[Written problem] Copy the items below word for word, starting at the line that contains "Task: mark the firefighter helmet" and ending after the line that contains "[[376, 85]]".

[Entries]
----
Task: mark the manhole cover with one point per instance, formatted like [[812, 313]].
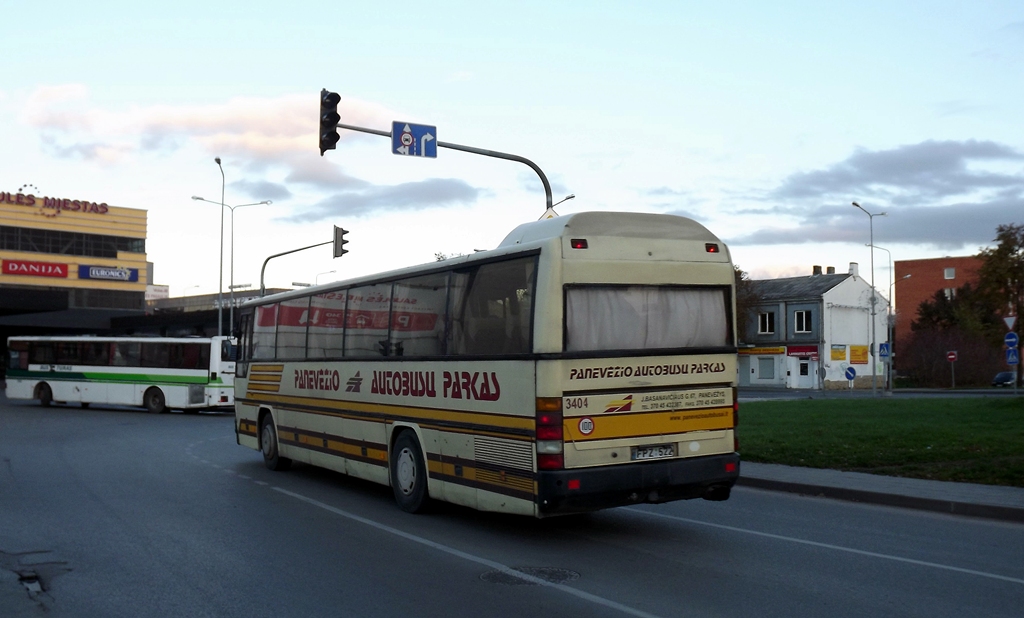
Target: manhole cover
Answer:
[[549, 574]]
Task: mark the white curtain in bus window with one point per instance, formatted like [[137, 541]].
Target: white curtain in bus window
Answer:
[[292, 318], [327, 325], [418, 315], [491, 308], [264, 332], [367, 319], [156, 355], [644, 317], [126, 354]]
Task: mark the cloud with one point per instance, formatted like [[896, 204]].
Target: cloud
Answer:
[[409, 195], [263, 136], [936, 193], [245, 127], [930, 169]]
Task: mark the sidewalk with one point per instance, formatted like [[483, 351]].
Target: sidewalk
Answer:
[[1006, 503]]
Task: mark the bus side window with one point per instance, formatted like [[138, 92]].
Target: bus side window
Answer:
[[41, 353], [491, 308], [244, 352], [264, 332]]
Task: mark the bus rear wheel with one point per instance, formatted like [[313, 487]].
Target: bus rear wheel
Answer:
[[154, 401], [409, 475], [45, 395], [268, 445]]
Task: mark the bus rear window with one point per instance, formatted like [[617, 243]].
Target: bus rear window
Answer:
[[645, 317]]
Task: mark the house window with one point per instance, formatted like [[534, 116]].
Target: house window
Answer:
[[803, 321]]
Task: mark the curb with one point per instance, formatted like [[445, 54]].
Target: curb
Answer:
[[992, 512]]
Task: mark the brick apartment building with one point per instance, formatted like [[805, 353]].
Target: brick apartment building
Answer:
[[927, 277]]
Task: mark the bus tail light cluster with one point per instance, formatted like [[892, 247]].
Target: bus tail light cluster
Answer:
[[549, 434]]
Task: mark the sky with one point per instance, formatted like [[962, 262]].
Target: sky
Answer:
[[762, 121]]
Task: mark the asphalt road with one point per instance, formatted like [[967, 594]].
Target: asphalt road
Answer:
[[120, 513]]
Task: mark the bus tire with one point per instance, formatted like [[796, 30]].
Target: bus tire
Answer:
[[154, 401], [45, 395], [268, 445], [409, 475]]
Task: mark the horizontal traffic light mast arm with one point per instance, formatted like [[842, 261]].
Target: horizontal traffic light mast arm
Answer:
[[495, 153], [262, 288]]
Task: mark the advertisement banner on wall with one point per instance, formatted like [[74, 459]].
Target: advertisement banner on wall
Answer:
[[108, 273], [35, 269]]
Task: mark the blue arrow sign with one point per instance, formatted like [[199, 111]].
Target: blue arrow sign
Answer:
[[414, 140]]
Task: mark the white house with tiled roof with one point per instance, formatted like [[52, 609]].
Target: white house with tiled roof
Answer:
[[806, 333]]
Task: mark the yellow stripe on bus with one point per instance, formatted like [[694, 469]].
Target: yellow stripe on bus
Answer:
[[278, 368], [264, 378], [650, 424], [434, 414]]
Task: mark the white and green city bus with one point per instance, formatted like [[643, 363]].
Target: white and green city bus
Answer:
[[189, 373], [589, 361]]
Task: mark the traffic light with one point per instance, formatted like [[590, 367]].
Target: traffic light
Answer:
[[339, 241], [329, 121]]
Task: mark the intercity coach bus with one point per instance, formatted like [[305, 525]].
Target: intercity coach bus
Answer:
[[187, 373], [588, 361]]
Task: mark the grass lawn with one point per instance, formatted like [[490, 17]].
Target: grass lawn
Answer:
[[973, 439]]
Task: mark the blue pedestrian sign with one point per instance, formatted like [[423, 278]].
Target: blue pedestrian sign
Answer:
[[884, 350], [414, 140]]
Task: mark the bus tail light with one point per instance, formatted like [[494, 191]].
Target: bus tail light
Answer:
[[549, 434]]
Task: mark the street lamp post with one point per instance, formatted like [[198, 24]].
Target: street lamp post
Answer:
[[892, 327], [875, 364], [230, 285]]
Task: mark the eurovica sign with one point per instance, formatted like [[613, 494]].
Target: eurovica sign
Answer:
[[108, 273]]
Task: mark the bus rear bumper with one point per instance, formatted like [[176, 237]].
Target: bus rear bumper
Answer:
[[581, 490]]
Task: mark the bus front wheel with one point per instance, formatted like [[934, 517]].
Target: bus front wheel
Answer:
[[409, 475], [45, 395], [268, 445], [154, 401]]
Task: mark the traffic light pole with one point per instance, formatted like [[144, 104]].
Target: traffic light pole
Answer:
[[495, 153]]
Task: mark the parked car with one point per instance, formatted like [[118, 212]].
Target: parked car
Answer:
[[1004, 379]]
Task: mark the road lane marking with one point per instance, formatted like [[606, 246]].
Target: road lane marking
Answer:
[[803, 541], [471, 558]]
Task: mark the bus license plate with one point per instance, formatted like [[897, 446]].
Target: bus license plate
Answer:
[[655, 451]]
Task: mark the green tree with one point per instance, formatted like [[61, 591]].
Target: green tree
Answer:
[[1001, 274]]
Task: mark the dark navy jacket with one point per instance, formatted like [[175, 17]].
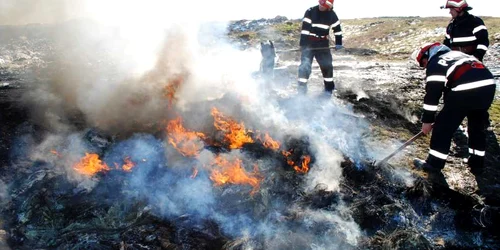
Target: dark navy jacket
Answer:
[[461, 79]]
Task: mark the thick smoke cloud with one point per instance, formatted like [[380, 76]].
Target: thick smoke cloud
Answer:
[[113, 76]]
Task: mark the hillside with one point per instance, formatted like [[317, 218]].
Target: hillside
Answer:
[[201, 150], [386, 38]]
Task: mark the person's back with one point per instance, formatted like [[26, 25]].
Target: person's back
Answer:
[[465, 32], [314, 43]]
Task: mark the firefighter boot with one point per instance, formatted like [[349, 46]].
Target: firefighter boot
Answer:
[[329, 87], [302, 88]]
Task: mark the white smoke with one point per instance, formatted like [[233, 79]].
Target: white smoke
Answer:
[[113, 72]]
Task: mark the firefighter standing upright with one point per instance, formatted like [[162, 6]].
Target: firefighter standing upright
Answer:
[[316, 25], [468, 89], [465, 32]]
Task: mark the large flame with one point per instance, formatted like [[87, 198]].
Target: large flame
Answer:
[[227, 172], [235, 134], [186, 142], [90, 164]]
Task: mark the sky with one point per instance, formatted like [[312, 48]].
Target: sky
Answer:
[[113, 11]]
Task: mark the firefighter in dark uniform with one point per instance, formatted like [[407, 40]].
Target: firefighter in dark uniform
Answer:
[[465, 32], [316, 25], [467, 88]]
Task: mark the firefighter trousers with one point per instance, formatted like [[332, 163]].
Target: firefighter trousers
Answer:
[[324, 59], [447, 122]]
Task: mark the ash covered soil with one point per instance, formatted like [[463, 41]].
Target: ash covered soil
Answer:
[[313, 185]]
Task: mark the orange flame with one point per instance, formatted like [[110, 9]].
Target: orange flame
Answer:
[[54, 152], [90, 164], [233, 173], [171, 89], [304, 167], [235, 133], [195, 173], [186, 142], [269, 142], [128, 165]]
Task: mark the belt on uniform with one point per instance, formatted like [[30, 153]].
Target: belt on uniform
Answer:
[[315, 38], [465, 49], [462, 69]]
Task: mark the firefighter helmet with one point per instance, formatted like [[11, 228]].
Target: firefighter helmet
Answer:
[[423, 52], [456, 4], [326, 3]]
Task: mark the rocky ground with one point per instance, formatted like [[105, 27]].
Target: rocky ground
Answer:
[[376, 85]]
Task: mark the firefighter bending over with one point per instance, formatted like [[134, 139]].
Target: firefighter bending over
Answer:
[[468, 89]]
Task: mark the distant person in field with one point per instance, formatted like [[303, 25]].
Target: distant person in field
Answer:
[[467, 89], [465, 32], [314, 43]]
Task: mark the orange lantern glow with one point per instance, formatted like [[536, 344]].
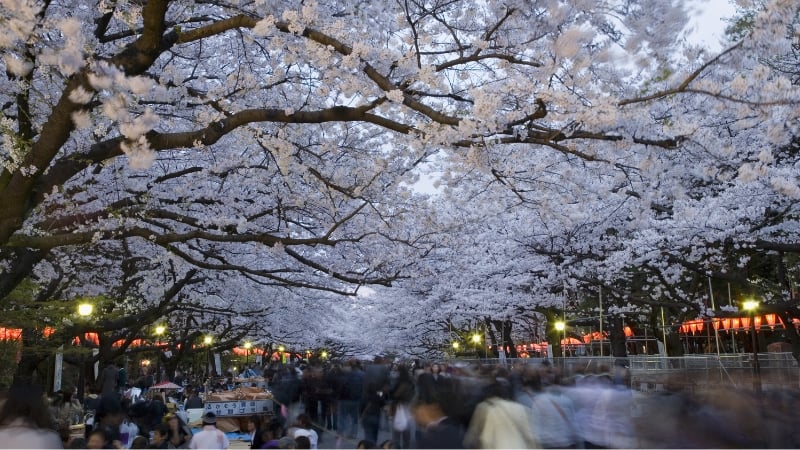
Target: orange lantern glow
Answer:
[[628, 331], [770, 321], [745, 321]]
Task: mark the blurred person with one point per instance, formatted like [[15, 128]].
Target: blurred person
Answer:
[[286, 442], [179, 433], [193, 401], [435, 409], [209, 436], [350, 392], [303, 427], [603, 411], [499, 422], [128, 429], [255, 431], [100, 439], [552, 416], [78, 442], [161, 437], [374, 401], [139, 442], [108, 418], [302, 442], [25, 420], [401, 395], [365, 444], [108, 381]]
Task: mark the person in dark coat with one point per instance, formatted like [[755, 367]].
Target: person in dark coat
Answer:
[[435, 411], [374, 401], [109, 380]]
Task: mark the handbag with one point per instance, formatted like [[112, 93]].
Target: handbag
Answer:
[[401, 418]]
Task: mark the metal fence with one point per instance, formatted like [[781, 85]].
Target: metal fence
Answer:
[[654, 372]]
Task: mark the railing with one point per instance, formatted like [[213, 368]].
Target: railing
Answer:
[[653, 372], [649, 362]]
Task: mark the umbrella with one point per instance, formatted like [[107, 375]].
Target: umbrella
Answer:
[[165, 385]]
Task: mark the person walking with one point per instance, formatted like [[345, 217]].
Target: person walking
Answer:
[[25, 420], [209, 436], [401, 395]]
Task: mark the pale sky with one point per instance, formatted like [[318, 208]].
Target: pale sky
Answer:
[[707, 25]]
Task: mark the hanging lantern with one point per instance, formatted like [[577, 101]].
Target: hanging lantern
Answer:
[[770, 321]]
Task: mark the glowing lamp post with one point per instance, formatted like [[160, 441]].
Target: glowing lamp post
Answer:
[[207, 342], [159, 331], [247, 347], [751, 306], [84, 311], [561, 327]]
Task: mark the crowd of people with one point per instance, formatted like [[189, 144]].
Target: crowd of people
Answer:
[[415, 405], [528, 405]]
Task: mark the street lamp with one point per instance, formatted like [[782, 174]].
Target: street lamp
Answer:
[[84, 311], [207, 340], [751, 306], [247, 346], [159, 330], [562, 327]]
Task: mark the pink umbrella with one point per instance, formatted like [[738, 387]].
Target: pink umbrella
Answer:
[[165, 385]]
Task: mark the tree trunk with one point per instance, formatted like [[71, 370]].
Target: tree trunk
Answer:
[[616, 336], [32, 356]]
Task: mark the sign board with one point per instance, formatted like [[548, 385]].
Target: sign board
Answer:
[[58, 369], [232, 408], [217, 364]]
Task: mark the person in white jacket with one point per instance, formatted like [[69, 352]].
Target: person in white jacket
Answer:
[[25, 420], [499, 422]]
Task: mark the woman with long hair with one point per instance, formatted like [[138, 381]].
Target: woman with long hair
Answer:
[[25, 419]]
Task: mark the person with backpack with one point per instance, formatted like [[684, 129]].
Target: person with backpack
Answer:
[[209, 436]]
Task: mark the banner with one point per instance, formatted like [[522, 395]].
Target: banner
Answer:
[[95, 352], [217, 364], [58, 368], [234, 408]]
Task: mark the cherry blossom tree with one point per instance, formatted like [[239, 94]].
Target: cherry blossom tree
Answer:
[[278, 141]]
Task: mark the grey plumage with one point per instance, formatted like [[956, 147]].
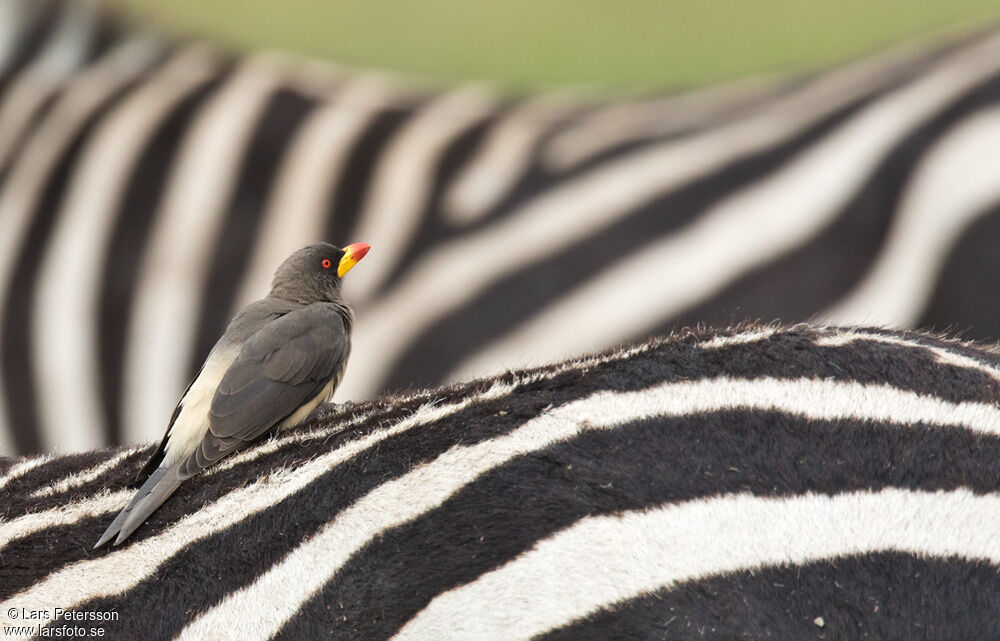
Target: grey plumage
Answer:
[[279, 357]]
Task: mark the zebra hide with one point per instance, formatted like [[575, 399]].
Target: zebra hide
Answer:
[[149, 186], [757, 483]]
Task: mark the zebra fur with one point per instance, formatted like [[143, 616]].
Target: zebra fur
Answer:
----
[Answer for the task]
Task: mark the firefighter helmet with one point per instance, formatted like [[11, 228]].
Target: firefighter helmet
Answer:
[[423, 52], [456, 4], [326, 3]]
Task: mark the rocky ground with one point per instance, formatted like [[105, 27]].
Target: rocky ground
Answer:
[[376, 85]]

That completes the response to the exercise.